What you should do
Set down every entry word for word. Omit the pictures.

[BEGIN Stored data]

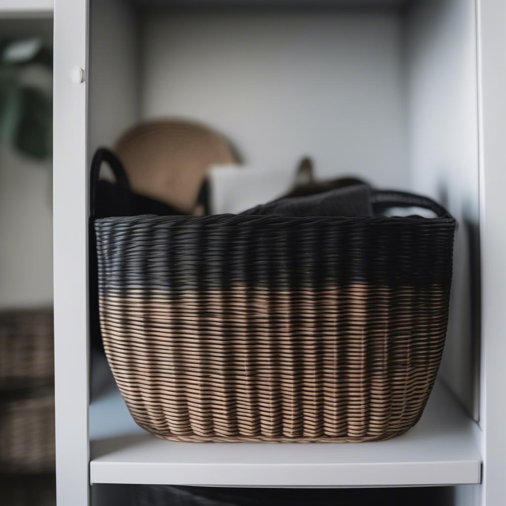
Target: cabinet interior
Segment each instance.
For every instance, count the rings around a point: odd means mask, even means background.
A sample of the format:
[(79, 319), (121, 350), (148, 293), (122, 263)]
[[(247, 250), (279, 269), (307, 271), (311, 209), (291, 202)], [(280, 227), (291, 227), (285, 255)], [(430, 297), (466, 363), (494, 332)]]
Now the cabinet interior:
[(440, 377), (478, 419), (476, 19), (438, 2), (91, 0), (89, 149), (136, 122), (196, 120), (241, 161), (354, 175), (459, 222)]

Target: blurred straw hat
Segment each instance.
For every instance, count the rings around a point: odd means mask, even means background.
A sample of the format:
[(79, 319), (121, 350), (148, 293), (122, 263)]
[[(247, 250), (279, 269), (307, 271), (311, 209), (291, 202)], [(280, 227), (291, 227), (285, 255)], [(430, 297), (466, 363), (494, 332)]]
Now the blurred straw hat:
[(134, 191), (188, 214), (210, 166), (235, 161), (221, 136), (182, 120), (138, 124), (121, 136), (114, 149)]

[END Stored data]

Correct response
Target: cabinet interior
Segment each instance.
For every instance, count the rings around a point: odd means mask, even means background.
A sample of the format:
[(79, 319), (121, 350), (148, 293), (122, 263)]
[[(247, 250), (279, 269), (307, 271), (311, 209), (291, 202)], [(280, 227), (291, 227), (285, 255)], [(430, 297), (466, 363), (494, 332)]]
Now the cabinet interior:
[(440, 377), (478, 419), (476, 19), (438, 2), (91, 0), (89, 149), (136, 122), (196, 120), (241, 161), (354, 175), (459, 222)]

Target: blurred straw hat
Segment each instance.
For every instance, count the rings around a point: odd means mask, even means background.
A sample of the format:
[(79, 319), (121, 350), (148, 293), (122, 263)]
[[(247, 250), (279, 269), (307, 271), (311, 209), (291, 202)], [(280, 227), (291, 227), (285, 255)], [(430, 297), (466, 363), (494, 332)]]
Now the blurred straw hat:
[(134, 191), (188, 214), (210, 166), (235, 161), (221, 136), (182, 120), (138, 124), (121, 136), (114, 149)]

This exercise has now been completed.